課題一覧.
• a. 抜粋について次の三点に答えよ。
(i) 志村さんの仕事は何か。
(ii) お地蔵様と交差点の間の古本屋で、何をいくらで買ったか。
(iii) ウインズ浅草への集合時刻は何時何分か。
• b. 「車掌の旅」で浅草まで歩いた散歩記を、「やった、自由時間だ!」の後から書き継ぐこと。

抜粋.
【車掌賞グランプリ認定証】

業平橋ではスポット11・19号80P車掌賞第80回グランプリの業平橋駅前の交差点と、スポット12・同81P車掌賞第81回グランプリの3人のお地蔵様及び、スポット13・同82P車掌賞第82回グランプリの業平橋駅と業平駅という3つのスポットをいっぺんに見られる。
3個いっぺんに消化できて嬉しい、と思うのは足にキテるということだ。業平橋に向かう間、読者というか車掌の大ファンである志村さんとおしゃべりする。
志村さんは、なんと郵便局の配達員。なのに、私がこのごろ気になっている風景印のことはよく知らないと言う。本当に風景印はマイナー趣味。でも風景印を押してもらいに郵便局を歩く「局めぐ」は、絶対やりたい散歩のひとつ。
志村さんは公務員にふさわしい清潔なルックスと美しい言葉遣い、さらに車掌のバックナンバーを1万円も出して買ったという、読者の鑑のような人だ。なんでも神保町には、車掌のバックナンバーを6千円で売ってる古本屋があるという。「疲れました?」と訊ねたら、はにかみつつ「いつも車掌を探しに古本屋を歩き回るので、歩き慣れてます」と答えた。郵便配達で…じゃなく、車掌探しで歩き慣れてるという点が鑑だ。
説明を聞いたのち、参加者があらかじめ用意してきた「グランプリ認定証」をお地蔵様や交差点に貼る。お地蔵様用の認定証は、お供え物のフリをしたモノが多かった。ていうか、お供え物自体神様の霊験に対する認定証だろう。
お地蔵様と交差点の間に古本屋があったので、記念に50円でアラン・シリトーの「土曜の夜と日曜の朝」を買う。げんざい読み中だが、内容を一口に言えば自分をあやしながら厳しい労働をしのぐ青年の物語で、車掌の旅の記念にはピッタリだった。

【後悔だらけの浅草観音温泉】

住宅街を脱し、ようやく繁華街・浅草へ。ずっと「2003年 車掌の旅」の旗が道行く人々に注目され続けてきたが、浅草ではあまり気にされないようだ。本当に都会は素晴らしい。
浅草ではスポット14・8号尾行の舞台である「ふくちゃん」や「常盤堂」や「一品香」を自由見学したり、上野で使う賭けの対象品を購入したあとスポット15・8号4〜6P尾行の舞台のウインズ浅草へ16時20分に集合。やった、自由時間だ!

掲載リスト.
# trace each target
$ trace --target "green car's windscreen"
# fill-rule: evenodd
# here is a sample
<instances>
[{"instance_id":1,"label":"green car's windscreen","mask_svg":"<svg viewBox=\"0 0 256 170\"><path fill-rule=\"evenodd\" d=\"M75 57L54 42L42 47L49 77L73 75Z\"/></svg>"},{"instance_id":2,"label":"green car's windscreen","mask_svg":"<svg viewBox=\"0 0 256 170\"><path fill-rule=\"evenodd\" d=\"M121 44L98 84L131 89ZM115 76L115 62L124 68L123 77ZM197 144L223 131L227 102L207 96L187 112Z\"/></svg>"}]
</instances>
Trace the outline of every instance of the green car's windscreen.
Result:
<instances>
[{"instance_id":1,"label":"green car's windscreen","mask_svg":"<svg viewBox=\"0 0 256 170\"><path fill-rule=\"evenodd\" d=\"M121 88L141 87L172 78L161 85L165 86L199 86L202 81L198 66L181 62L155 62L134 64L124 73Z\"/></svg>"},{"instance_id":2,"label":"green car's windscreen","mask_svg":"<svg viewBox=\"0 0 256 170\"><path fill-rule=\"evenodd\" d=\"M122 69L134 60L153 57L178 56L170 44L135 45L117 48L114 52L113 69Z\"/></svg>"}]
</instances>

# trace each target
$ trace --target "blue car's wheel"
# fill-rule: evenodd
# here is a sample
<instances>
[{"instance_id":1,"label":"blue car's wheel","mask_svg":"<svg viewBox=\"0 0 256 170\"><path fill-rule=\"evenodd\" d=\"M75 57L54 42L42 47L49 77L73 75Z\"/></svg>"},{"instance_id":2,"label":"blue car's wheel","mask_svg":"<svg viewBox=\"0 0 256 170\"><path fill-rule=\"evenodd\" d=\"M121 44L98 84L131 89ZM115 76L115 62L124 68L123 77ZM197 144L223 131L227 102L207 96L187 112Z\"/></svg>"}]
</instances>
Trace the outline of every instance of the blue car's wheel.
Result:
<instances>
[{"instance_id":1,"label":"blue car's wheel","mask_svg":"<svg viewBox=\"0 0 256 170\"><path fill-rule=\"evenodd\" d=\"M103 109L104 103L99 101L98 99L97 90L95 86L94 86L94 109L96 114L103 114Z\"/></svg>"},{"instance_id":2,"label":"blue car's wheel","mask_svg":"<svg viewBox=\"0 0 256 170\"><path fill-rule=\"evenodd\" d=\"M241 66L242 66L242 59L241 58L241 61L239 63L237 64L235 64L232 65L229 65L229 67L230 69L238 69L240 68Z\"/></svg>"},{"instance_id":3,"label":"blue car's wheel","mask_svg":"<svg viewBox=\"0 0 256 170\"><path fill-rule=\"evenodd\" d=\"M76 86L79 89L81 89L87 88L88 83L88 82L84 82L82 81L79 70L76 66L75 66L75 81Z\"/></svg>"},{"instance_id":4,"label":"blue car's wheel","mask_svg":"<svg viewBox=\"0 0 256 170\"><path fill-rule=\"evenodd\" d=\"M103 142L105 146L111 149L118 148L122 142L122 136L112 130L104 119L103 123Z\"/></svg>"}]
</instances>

解答一覧.
• a.
(i) 郵便局の配達員
(ii) アラン・シリトーの「土曜の夜と日曜の朝」を50円で買った。
(iii) 16時20分

• b.
私はもう足&汗が限界に来ており、まえあんぱん団!のトビラにしていた浅草観音温泉に行こうと決めていた。
私は去年から、ロケハンで疲れると通りすがりの銭湯に30分ぐらい入ることにしている。喫茶店より安いし、足の疲れにてきめん効果があるからだ。
あと浅草観音温泉は、あんな外観だもん中味もきっとすごくボロいに決まってるから、一度は入らなければと思っていた。あと15分ぐらいで集合時間だというのに、意匠堂さんを誘って入ってみた。入泉料700円、貸しタオル150円(うち100円は保証料として返金)。昭和32年建築の風呂は、期待通りものすごくボロかった。
すごーく天井が高くてだだっぴろく、湯ぶねも1個しかない。もしかして観光客で混んでるかな? と思ったが、近くのROXにはまつり湯というスーパー銭湯があるせいか、客は婆さんばかり。
それにしてもレジャーブームの頃にできたジャングル風呂みたい。大感激! あー、廃墟好き(たぶん)の三本さんも誘えばよかった…と後悔した。辛い辛い車掌の旅だが、ここに入れただけでも収穫だと思い込むことにした。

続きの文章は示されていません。